DATA TO PROCESS:
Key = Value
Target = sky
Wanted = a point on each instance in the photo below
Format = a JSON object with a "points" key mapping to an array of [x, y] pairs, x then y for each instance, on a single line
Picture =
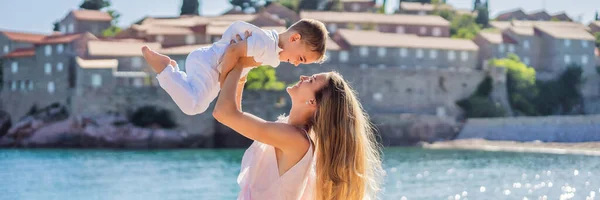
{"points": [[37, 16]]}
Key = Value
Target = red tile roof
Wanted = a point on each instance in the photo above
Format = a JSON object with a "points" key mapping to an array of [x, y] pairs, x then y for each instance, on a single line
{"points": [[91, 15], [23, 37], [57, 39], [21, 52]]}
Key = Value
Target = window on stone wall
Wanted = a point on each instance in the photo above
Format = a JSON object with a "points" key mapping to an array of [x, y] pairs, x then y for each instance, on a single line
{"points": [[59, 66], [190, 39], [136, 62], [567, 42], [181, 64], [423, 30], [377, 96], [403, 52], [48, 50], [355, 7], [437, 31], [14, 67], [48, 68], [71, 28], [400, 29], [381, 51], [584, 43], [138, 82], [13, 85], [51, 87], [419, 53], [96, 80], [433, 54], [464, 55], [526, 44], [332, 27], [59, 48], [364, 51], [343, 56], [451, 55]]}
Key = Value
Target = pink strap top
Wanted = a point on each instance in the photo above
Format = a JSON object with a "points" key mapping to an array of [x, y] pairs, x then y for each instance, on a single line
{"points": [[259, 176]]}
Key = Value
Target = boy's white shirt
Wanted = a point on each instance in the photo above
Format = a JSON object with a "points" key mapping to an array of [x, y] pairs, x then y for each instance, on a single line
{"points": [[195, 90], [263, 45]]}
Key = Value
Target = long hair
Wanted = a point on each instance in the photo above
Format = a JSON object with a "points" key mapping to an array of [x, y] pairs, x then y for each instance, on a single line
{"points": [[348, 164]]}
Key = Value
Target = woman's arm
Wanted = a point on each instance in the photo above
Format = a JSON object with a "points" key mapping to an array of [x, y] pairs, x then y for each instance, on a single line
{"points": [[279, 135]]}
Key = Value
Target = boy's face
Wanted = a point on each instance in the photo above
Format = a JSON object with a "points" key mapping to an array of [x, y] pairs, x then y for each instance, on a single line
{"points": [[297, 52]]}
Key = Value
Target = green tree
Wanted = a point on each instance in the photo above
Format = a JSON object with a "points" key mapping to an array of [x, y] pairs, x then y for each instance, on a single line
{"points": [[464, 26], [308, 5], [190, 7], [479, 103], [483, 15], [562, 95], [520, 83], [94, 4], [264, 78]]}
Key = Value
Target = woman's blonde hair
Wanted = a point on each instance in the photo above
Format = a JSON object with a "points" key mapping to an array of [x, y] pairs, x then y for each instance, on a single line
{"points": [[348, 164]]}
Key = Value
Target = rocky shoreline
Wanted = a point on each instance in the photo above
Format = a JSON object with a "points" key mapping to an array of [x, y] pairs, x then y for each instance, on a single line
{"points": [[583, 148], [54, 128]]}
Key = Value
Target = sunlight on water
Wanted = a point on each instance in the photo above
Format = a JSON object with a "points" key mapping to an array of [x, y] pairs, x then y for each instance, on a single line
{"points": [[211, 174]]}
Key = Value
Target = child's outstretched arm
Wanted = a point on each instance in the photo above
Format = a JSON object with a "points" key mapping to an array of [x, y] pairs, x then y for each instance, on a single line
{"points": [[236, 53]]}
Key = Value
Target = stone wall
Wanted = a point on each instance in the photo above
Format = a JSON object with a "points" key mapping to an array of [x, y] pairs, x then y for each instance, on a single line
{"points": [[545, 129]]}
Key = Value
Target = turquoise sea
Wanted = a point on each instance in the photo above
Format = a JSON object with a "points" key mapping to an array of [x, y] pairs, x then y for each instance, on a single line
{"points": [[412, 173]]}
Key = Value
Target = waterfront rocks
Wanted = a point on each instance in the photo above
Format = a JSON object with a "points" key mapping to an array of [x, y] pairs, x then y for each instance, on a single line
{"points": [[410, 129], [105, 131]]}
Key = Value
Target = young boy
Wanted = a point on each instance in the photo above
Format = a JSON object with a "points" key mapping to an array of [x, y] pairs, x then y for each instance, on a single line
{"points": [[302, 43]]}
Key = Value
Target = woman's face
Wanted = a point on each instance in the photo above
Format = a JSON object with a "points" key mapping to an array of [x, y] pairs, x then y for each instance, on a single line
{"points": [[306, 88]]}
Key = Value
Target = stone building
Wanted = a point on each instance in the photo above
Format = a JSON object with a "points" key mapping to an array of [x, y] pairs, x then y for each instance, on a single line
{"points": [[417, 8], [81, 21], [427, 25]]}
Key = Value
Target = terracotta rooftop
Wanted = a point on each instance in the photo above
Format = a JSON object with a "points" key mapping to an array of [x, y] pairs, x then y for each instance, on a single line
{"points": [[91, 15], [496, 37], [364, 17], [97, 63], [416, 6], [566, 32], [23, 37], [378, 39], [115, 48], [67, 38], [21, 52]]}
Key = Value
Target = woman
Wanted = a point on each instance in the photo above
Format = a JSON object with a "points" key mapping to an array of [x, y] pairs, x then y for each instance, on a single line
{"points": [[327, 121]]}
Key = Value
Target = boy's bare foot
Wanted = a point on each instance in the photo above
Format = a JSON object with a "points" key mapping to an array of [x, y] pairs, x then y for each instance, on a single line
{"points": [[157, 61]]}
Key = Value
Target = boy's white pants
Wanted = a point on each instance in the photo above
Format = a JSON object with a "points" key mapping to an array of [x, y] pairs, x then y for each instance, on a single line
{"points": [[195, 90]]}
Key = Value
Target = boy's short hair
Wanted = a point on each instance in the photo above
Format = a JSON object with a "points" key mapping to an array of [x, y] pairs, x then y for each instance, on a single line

PROBLEM TO WORK ON: Retype the whole listing exactly and leave the pictures out.

THE OUTPUT:
Key = Value
Target = sky
Wanted = a point on each instance in the photo below
Format = a JSON object with a "points" key mapping to an array of [x, y] pairs, x then y for each instance, on a single line
Picture =
{"points": [[37, 16]]}
Key = Value
Target = red tile roof
Wanted = a point on each instance in the photo above
Format = a JSON object with a "points" key mapping to an array of [x, y] pairs, x then y for each instance, on a single line
{"points": [[91, 15], [23, 37], [57, 39], [21, 52]]}
Key = Value
Target = window on stone wall
Wanted = a point on each instance in the photo above
Format = a JSON object with a "points" key mapping to an array of [x, y] pairs, x then y for each instance, on a single line
{"points": [[59, 66], [190, 39], [136, 62], [567, 42], [181, 64], [423, 30], [377, 96], [403, 52], [48, 50], [355, 7], [437, 31], [14, 67], [48, 68], [71, 28], [400, 29], [381, 51], [584, 43], [138, 82], [13, 85], [51, 87], [419, 53], [96, 80], [433, 54], [464, 55], [526, 44], [332, 27], [59, 48], [364, 51], [343, 56], [451, 55]]}
Key = Value
Target = pink strap top
Wanted = a point on each instance in the photo above
Format = a JSON object with a "points" key mapping to an array of [x, y] pairs, x then y for each instance, on a single line
{"points": [[259, 176]]}
Key = Value
Target = boy's white shirt
Wanted = a point on each instance in the photo above
Format = a JSON object with a "points" key mapping to an array of [x, y] pairs, x then y for each instance, on a single line
{"points": [[195, 90], [263, 45]]}
Key = Value
Target = long hair
Wanted = a point on each instance in the photo above
Format = a JSON object with a "points" key mapping to an array of [x, y] pairs, x then y for each instance, on a single line
{"points": [[348, 164]]}
Key = Value
Target = woman's arm
Wanted = a point on each instance in the photo above
Format = a JSON object with a "points" key mapping to an array of [x, y] pairs, x then y for each instance, on a single line
{"points": [[279, 135]]}
Key = Value
Target = boy's face
Wanted = a point on each instance in the photo above
Format = a JSON object with a "points" key mapping to an array of [x, y] pairs, x then y for each instance, on a single line
{"points": [[297, 52]]}
Key = Value
Target = green tree
Wanted = a point on each instance in the photo above
Format = a JSON object with a "points" key mapping to an array of [x, y] pairs, x then y for each instance, on a single line
{"points": [[464, 26], [308, 5], [190, 7], [479, 103], [483, 15], [562, 95], [520, 83], [94, 4], [264, 78]]}
Key = Value
Target = woman's blonde hair
Wanted = a point on each instance in the photo above
Format = a JSON object with a "points" key mapping to an array of [x, y] pairs, x then y for each instance, on a single line
{"points": [[348, 164]]}
Key = Value
Target = rocky shoreline
Wanted = a point on each instance in the photo above
Format = a JSON object with a "points" key mapping to an array of [x, y] pairs, x then y for each instance, on a single line
{"points": [[583, 148], [54, 128]]}
Key = Value
Target = sunlight on water
Wanted = a point on each instance in the photo above
Format = a JSON object with a "points" key mapping to an array of [x, y] pairs, x then y for each instance, on a single line
{"points": [[211, 174]]}
Key = Value
Target = child's outstretched arm
Wanted = a point on each instance in the photo above
Format = a JSON object with a "points" key mapping to an array of [x, y] pairs, x then y for each instance, on a single line
{"points": [[236, 53]]}
Key = Value
Target = stone wall
Wanted = a point on each instance in the photo above
Format = a JSON object with a "points" key mapping to an array of [x, y] pairs, x then y for each instance, on a single line
{"points": [[545, 129]]}
Key = Value
Target = turquoise sea
Wanted = a point on each instance in the photo above
Format = a JSON object with a "points" key mapping to an array of [x, y] pairs, x then y for each instance, on a single line
{"points": [[412, 173]]}
Key = Value
Target = waterfront rocks
Wanted = a point on each instance in the photo above
Format = a JSON object with a "points" key mapping to an array of [x, y] pairs, x then y for each instance, on a single line
{"points": [[410, 129], [105, 131]]}
Key = Value
Target = young boy
Wanted = a point on each instance in the photo above
Format = a JSON object with a "points" key mapping to an array of [x, y] pairs, x then y for each instance, on a single line
{"points": [[302, 43]]}
Key = Value
Target = woman's face
Wanted = a point on each instance in the photo above
Format = a JSON object with a "points" key mapping to an array of [x, y] pairs, x then y for each instance, on a single line
{"points": [[306, 88]]}
Key = Value
Target = stone building
Wanted = a point on each instance in the photo above
Format = a JSON object with a "points" key mapping to an array of [x, y] pairs, x then y for each instance, on a single line
{"points": [[417, 8], [81, 21], [427, 25]]}
Key = Value
Target = terracotta rooftop
Wanted = a point on each instance in the photo above
Format = a JSON object with a "points" key mapping to an array of [x, y] pairs, x then y for each instance, on a single line
{"points": [[91, 15], [496, 37], [364, 17], [97, 63], [416, 6], [566, 32], [23, 37], [378, 39], [115, 48], [67, 38], [21, 52]]}
Key = Value
Target = woman
Wanted = a point on each instance in the photo above
Format = a JSON object with a "points" key mapping to an array of [x, y] pairs, x then y for each instance, on a single line
{"points": [[327, 121]]}
Key = Value
Target = boy's bare foot
Wanted = a point on each instance in the photo above
Format = a JSON object with a "points" key mapping to an array of [x, y] pairs, x then y for each instance, on a single line
{"points": [[157, 61]]}
Key = Value
Target = boy's white pants
Wanted = a point on each instance in the photo above
Format = a JSON object with a "points" key mapping to an array of [x, y] pairs, x then y for each instance, on a single line
{"points": [[195, 90]]}
Key = Value
Target = boy's short hair
Wanted = a point on each instance in the photo above
Format = a JSON object with a "points" key mapping to an array of [x, y] pairs, x then y for each instance, on a single line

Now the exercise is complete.